** begin **
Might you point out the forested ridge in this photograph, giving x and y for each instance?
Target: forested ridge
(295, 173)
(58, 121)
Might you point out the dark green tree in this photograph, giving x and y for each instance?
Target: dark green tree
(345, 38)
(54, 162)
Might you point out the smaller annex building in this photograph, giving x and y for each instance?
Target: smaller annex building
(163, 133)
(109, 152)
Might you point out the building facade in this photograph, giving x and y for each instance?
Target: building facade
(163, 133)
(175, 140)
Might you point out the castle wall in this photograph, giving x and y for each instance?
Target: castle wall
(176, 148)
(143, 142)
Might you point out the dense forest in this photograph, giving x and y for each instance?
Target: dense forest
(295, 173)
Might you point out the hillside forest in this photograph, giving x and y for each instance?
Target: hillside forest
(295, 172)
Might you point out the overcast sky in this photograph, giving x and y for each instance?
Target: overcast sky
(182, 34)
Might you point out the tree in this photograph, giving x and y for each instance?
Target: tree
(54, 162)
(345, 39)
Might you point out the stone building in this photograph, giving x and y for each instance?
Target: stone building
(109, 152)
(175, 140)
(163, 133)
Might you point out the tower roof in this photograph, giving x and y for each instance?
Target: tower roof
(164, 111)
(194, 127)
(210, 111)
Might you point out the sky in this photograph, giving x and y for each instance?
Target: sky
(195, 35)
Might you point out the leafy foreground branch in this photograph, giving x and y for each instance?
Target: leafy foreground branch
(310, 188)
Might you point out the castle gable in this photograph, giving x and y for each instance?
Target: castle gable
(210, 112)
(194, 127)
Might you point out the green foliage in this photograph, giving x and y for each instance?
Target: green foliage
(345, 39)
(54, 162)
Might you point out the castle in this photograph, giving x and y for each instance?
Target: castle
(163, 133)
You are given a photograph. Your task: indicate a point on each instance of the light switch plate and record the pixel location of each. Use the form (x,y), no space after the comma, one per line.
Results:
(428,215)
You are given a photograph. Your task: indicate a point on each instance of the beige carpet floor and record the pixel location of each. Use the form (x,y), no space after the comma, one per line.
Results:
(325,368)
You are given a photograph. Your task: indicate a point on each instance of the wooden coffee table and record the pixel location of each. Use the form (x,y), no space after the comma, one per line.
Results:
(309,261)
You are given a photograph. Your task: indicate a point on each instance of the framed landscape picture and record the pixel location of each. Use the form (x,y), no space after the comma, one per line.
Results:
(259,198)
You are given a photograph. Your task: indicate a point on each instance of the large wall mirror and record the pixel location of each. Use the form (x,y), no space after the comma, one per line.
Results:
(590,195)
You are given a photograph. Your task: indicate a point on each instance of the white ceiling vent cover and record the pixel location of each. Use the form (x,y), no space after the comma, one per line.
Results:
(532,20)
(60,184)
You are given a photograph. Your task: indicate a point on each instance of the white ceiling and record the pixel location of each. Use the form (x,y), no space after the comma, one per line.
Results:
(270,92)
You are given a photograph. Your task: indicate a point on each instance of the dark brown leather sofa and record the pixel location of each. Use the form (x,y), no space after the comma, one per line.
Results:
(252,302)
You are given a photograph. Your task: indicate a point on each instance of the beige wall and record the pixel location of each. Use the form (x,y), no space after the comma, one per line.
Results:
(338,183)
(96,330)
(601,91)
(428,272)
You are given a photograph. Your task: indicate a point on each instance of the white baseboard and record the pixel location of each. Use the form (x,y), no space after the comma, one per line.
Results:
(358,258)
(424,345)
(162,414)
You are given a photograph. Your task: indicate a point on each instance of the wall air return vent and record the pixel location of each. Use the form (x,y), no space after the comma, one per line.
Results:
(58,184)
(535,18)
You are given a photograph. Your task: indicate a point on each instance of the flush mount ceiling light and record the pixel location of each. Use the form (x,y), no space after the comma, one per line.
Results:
** end **
** begin **
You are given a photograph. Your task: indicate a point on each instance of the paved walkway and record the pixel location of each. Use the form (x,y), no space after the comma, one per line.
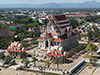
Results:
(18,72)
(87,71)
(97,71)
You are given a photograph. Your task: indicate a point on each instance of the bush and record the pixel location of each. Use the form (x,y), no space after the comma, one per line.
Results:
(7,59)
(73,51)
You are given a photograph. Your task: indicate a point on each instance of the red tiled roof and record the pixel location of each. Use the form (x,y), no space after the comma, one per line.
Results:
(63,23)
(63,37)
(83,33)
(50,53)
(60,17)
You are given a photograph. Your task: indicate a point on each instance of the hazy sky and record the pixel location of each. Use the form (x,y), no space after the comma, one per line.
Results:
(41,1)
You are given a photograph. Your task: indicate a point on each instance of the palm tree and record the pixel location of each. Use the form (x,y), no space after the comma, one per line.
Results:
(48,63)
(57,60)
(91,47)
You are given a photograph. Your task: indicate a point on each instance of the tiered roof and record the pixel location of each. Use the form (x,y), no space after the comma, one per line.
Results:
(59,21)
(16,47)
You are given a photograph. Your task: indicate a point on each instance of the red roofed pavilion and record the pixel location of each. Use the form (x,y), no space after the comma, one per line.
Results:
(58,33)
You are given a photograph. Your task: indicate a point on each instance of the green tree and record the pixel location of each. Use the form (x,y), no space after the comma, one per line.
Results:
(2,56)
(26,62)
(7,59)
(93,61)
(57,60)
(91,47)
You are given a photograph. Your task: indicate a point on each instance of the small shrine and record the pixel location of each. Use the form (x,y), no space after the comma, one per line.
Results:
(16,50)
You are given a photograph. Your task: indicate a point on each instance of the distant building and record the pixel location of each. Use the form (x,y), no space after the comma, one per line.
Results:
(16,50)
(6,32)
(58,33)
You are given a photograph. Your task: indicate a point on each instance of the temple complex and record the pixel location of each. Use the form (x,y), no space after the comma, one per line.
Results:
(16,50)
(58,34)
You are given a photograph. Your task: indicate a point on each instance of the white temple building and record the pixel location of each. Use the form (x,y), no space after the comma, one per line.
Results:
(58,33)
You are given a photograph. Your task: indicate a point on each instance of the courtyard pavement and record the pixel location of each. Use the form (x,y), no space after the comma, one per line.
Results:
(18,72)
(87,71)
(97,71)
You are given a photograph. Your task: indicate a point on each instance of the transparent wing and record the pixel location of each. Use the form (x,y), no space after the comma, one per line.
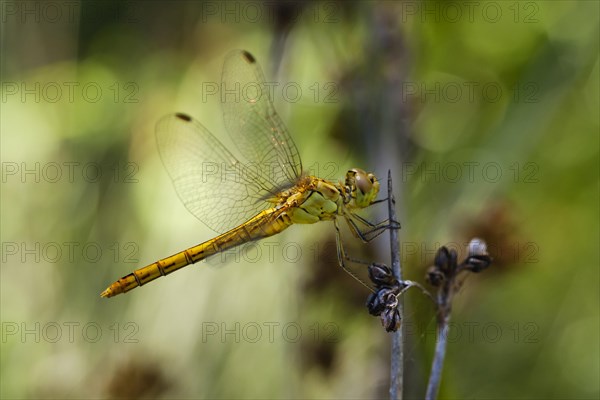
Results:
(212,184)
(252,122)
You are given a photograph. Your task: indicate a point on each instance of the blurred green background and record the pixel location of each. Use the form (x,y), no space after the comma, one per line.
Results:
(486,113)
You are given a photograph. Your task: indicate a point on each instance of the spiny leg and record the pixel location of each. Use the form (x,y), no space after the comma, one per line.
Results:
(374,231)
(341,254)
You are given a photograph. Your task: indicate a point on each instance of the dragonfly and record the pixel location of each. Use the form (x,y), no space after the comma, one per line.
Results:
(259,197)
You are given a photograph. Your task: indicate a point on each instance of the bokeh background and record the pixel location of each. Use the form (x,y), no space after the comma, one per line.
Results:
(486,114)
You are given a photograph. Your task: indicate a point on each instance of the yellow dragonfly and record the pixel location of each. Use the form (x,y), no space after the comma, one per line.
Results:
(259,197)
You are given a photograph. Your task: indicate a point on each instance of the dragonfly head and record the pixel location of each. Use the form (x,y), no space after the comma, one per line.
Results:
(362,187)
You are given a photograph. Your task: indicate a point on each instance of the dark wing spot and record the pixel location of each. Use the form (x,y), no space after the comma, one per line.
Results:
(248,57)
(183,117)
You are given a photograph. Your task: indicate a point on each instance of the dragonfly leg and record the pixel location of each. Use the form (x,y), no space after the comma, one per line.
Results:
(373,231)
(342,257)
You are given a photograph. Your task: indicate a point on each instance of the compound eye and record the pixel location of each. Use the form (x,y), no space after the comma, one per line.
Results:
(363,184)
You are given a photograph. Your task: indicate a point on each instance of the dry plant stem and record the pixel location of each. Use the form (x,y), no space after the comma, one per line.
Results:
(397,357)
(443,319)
** end **
* _To do_: Collect every line from the entries above that contains the word "tower".

* _Full output_:
Might you point out the tower roof in this photograph, giving x and y for each instance?
Target: tower roof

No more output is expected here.